[QUOTED PASSAGE]
────────────────
That's according to the Club's online trophy database called Trophy Search. For information about the valuable information service and other B&C activities, visit the B&C Web site at www.booneandcrockettclub.com.
The Montana-based Club's records show Illinois in the second-place spot with 315 entries, followed by Kentucky with 264, Ohio 241, Iowa 227 and Missouri and Saskatchewan with 203 each.
For non-typicals, Wisconsin is No. 3 with 166, trailing only Illinois at 284 and Iowa 191. Ohio with 151 entries and Missouri 145 round out the top five.
Sixth-nine Wisconsin counties have produced Boone and Crockett typicals since 2000. Buffalo is No. 1 with 41, followed by Trempealeau at 23, Sauk 16. Pierce, Shawano and Waupaca have 15 each; Grant County has 13; Chippewa, Dunn and Richland 12 each; Outagamie and Pepin 11; and Polk 10.
Fifty-five counties have produced B&C non-typicals since 2000, led by Buffalo County's dozen. Crawford and Waupaca counties have each had nine, Grant eight, Sauk seven and Dodge and Shawano six each. Four counties have had five each: Columbia, Iowa, Jackson and Vernon.
────────────────
[ASSIGNED TASK A]
Change "entries" to "listings" in the deer records report between "The Montana-based Club's" and "Jackson and Vernon.", inclusive, and write out that portion.
[ASSIGNED TASK B]
According to the deer records report, which Wisconsin county has produced the most Boone and Crockett non-typicals since 2000?
[ASSIGNED TASK C]
Continue the deer records report from where it stops.
The items that follow were drawn from a separate source.

(Stored data entries)
────────────────
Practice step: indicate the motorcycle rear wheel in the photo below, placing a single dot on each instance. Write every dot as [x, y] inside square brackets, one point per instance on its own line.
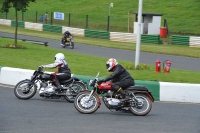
[86, 107]
[78, 87]
[22, 92]
[143, 107]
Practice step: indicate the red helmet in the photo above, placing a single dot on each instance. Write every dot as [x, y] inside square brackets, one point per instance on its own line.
[110, 64]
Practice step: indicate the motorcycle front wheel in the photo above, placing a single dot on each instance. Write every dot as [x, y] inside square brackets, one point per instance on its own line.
[142, 107]
[73, 92]
[23, 90]
[85, 105]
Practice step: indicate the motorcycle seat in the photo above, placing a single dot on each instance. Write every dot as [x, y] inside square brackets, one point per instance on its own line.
[141, 88]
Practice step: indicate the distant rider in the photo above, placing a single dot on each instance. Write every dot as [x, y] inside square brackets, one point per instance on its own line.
[63, 73]
[120, 77]
[65, 35]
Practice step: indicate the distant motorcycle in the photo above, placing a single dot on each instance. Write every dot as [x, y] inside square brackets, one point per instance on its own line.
[27, 88]
[67, 42]
[139, 103]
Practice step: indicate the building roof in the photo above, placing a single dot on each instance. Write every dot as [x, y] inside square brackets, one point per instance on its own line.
[148, 14]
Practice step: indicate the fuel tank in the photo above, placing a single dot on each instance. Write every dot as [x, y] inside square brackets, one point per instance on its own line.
[105, 86]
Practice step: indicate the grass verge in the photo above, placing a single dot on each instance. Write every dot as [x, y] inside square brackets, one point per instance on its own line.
[152, 48]
[35, 55]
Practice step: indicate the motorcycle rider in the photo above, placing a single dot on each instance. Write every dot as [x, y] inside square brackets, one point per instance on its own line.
[63, 73]
[120, 77]
[65, 35]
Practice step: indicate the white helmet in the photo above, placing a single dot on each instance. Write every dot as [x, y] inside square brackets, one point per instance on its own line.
[111, 63]
[59, 57]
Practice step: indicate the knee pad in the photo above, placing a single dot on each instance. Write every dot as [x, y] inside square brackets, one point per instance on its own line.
[115, 87]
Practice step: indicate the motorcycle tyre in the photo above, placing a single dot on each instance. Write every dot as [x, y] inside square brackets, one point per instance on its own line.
[24, 98]
[82, 111]
[83, 86]
[147, 111]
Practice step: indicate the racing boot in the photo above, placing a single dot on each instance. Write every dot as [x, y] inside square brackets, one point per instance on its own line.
[59, 87]
[125, 95]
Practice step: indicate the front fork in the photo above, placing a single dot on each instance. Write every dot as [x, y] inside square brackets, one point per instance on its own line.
[91, 93]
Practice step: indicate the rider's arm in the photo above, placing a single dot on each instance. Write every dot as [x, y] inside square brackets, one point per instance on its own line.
[117, 72]
[53, 65]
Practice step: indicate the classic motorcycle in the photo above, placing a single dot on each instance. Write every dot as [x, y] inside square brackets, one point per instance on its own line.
[139, 103]
[67, 42]
[27, 88]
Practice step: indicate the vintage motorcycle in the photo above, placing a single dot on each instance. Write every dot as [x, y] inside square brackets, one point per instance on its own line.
[27, 88]
[139, 103]
[67, 42]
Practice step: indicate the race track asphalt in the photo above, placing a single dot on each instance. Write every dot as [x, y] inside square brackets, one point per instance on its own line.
[38, 115]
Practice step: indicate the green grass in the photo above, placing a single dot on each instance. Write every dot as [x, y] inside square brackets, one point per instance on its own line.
[153, 48]
[182, 16]
[81, 64]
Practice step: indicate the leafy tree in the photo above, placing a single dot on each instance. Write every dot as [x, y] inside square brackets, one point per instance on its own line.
[19, 5]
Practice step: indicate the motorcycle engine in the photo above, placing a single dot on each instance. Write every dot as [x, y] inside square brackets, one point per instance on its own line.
[113, 101]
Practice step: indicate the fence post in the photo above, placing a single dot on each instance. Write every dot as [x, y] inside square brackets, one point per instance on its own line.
[22, 16]
[86, 21]
[6, 15]
[69, 21]
[51, 18]
[36, 17]
[108, 27]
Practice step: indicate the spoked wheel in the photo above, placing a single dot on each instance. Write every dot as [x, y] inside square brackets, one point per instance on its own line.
[142, 107]
[73, 92]
[25, 91]
[71, 44]
[85, 105]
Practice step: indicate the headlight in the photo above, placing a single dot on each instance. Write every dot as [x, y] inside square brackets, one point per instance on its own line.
[90, 82]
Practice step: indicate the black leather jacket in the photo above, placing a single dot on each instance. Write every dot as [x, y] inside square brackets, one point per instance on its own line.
[119, 74]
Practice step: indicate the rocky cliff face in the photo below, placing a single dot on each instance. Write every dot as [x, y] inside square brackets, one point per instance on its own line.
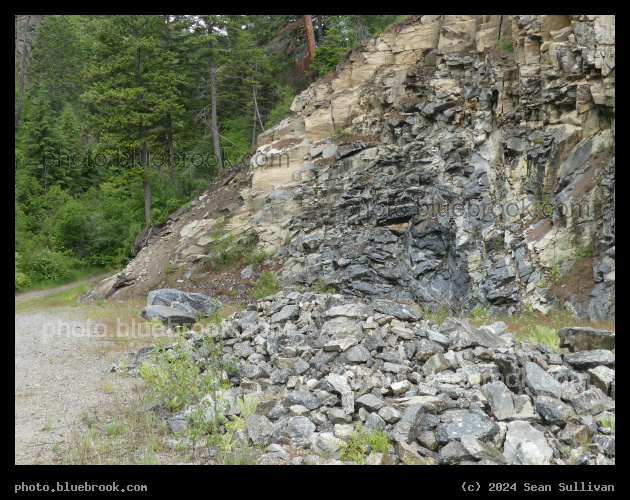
[456, 161]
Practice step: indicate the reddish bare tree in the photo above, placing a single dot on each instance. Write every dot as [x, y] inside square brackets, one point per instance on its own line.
[310, 40]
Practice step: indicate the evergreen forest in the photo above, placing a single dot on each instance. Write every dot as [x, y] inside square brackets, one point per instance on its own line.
[122, 119]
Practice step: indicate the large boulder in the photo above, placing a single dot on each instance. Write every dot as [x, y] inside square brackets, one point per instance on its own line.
[168, 315]
[184, 301]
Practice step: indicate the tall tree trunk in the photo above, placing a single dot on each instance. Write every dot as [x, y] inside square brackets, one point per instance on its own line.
[142, 134]
[169, 128]
[254, 127]
[215, 130]
[22, 68]
[310, 40]
[146, 183]
[320, 30]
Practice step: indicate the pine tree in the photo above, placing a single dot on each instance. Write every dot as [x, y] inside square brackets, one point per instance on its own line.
[135, 87]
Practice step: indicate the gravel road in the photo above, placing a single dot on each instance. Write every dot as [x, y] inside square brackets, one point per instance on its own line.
[58, 377]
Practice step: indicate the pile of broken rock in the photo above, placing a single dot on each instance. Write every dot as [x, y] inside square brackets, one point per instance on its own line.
[320, 364]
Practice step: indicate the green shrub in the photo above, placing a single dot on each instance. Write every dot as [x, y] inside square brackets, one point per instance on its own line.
[21, 279]
[360, 442]
[320, 287]
[256, 258]
[582, 253]
[46, 265]
[543, 335]
[266, 285]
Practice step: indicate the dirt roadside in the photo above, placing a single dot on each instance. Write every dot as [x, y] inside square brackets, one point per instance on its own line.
[33, 294]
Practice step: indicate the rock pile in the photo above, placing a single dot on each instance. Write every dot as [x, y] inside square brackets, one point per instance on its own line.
[320, 364]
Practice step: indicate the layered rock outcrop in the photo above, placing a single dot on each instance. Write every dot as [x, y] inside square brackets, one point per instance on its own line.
[456, 161]
[439, 166]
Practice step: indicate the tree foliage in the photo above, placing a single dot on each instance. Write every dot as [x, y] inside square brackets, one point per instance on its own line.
[113, 108]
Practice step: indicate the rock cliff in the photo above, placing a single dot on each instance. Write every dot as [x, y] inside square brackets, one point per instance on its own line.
[456, 161]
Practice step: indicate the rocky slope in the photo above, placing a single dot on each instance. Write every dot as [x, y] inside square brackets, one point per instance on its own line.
[322, 364]
[456, 161]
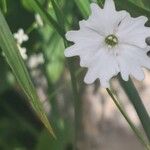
────────────────
[ANSWER AREA A]
The Montana-based Club's records show Illinois in the second-place spot with 315 listings, followed by Kentucky with 264, Ohio 241, Iowa 227 and Missouri and Saskatchewan with 203 each.
For non-typicals, Wisconsin is No. 3 with 166, trailing only Illinois at 284 and Iowa 191. Ohio with 151 listings and Missouri 145 round out the top five.
Sixth-nine Wisconsin counties have produced Boone and Crockett typicals since 2000. Buffalo is No. 1 with 41, followed by Trempealeau at 23, Sauk 16. Pierce, Shawano and Waupaca have 15 each; Grant County has 13; Chippewa, Dunn and Richland 12 each; Outagamie and Pepin 11; and Polk 10.
Fifty-five counties have produced B&C non-typicals since 2000, led by Buffalo County's dozen. Crawford and Waupaca counties have each had nine, Grant eight, Sauk seven and Dodge and Shawano six each. Four counties have had five each: Columbia, Iowa, Jackson and Vernon.

[ANSWER AREA B]
Buffalo County, with a dozen.

[ANSWER AREA C]
Illinois' Pike County led during that span with 14, followed by 13 from Monroe County, Iowa. Buffalo County was one of five counties with a dozen non-typical B&C bucks in the past decade. Crawford, Waupaca and Grant also made the top 20 nationally.
Buffalo County is No. 1 nationally with 41 typical B&C qualifiers since 2000, and Trempealeau is No. 3 with 23. Sauk, Pier, Shawano and Waupaca hold down the sixth through ninth spots. Two Texas counties, one in Illinois (Jo Daviess) and one in Iowa (Allamakee) are the only non-Wisconsin counties in the top 10.
Last year, Wisconsin led North America with 65 typicals entered into the Boone and Crockett record book as this issue went to press, nearly as many as Indiana with 25, Kentucky 25, and Minnesota or Ohio 23 each combined.
At least 38 Wisconsin counties produced record-book typicals last year, double the number just two years earlier. Buffalo 6, Trempealeau 5, Juneau and Sauk 4 each, and Barron and Chippewa at 3 led the way.
Twenty Wisconsin counties produced B&C non-typicals in 2010, including three each in Dunn, Sauk and Waupaca and two each in Crawford, Marquette, Milwaukee and Shawano.
More than half of Wisconsin's all-time B&C typical entries — 440 of 864 Badger monster typicals on the books — have been taken since 2000, at least 108 of them in the past two years alone.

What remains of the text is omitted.